Referring expression data:
________

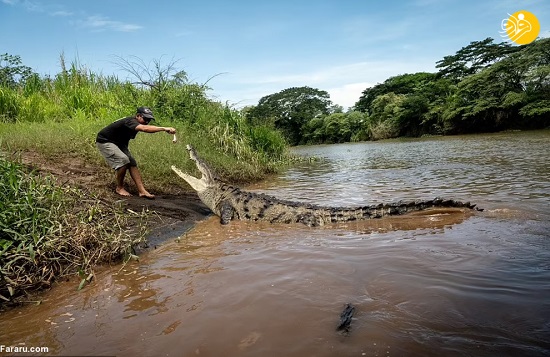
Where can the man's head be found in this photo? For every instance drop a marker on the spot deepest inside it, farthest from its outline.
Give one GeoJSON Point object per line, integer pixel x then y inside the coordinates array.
{"type": "Point", "coordinates": [145, 113]}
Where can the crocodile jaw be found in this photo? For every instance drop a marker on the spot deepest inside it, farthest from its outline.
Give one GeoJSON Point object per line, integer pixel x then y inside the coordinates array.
{"type": "Point", "coordinates": [198, 185]}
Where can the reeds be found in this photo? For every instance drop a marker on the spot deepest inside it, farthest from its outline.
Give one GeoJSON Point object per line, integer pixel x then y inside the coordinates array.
{"type": "Point", "coordinates": [48, 231]}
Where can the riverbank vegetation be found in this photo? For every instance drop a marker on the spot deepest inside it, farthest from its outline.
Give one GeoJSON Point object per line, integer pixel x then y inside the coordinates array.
{"type": "Point", "coordinates": [51, 228]}
{"type": "Point", "coordinates": [483, 87]}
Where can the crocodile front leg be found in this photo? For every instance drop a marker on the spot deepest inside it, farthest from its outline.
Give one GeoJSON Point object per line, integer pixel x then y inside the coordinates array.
{"type": "Point", "coordinates": [226, 212]}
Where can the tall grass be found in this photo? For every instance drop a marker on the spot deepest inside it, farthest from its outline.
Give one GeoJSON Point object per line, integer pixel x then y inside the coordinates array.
{"type": "Point", "coordinates": [64, 113]}
{"type": "Point", "coordinates": [48, 231]}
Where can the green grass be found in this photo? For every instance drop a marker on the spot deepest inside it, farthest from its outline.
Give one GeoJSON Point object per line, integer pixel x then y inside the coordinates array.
{"type": "Point", "coordinates": [50, 230]}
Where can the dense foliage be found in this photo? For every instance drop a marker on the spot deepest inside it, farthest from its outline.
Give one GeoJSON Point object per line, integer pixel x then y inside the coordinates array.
{"type": "Point", "coordinates": [483, 87]}
{"type": "Point", "coordinates": [47, 231]}
{"type": "Point", "coordinates": [76, 96]}
{"type": "Point", "coordinates": [290, 110]}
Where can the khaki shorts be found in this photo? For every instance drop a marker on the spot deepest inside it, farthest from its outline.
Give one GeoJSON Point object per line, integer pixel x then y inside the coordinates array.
{"type": "Point", "coordinates": [115, 157]}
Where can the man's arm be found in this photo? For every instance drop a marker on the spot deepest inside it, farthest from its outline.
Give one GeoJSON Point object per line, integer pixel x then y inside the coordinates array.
{"type": "Point", "coordinates": [154, 129]}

________

DIRECTIONS: The lines above should be transcribed exactly, with every image removed.

SOLUTION FOR THIS PROBLEM:
Where can the man's head be found in this photo? For every instance drop a marker on the spot deepest inside it, farthest from its outline.
Give one GeoJSON Point object per line, integer pixel x then y inside the coordinates array.
{"type": "Point", "coordinates": [145, 113]}
Where can the crocodile jaw be found in this photo? For every instance drop a marker on the spot deepest inside it, farthest from its outline.
Give one GeoJSON Point object per line, integer pixel x then y inside the coordinates array.
{"type": "Point", "coordinates": [198, 185]}
Where can the reeds be found in this photo? For every instance drop a marker on the spot deepest inside it, farthest from its outline.
Give one GeoJSON Point object per line, integer pixel x then y inside the coordinates array.
{"type": "Point", "coordinates": [48, 231]}
Where can the riverbank vegetation be found in this photo? For every instance drop a marker on the spot deepest inside it, farthest from its outline.
Give one GeoJSON Point object per line, integer pixel x then y inside the coordinates array.
{"type": "Point", "coordinates": [51, 228]}
{"type": "Point", "coordinates": [483, 87]}
Where can the crocodile front leg be found in this photo? For every instance drop a marker on the spot deepest inside it, farthest from its outline.
Give one GeoJSON Point object per line, integer pixel x then y inside the coordinates array.
{"type": "Point", "coordinates": [226, 212]}
Where can the tall grass be found in this photo? For every instance drop a marker on the spot deepest inside it, farthest from its outline.
Give one GeoJSON Point object per line, integer pixel x then y inside the coordinates array.
{"type": "Point", "coordinates": [64, 113]}
{"type": "Point", "coordinates": [48, 231]}
Where can the green grass be found in this photo? For every instance drop a marker on the spot deepest inside it, farthest from its outline.
Give one GeoJSON Point object per line, integer pixel x then y inside the coordinates array.
{"type": "Point", "coordinates": [50, 230]}
Where can the dense foliage be found in this photo? For every instance drop a marker on the spot deepest inside it, farthest from its outline.
Give one GeoJSON Point object per line, integer pixel x then y inside the coordinates array.
{"type": "Point", "coordinates": [483, 87]}
{"type": "Point", "coordinates": [47, 231]}
{"type": "Point", "coordinates": [76, 96]}
{"type": "Point", "coordinates": [290, 110]}
Where can the khaki shorts be found in this photo? For every instance drop a marker on the spot deepest inside it, farthest from its outline.
Give one GeoJSON Point object per line, integer pixel x then y inside the coordinates array.
{"type": "Point", "coordinates": [115, 157]}
Where can the man's arm be found in this photo? For every instance drop a marker on the spot deepest inside it, farthest from its outline.
Give one GeoJSON Point object per line, integer pixel x then y inside the coordinates array.
{"type": "Point", "coordinates": [154, 129]}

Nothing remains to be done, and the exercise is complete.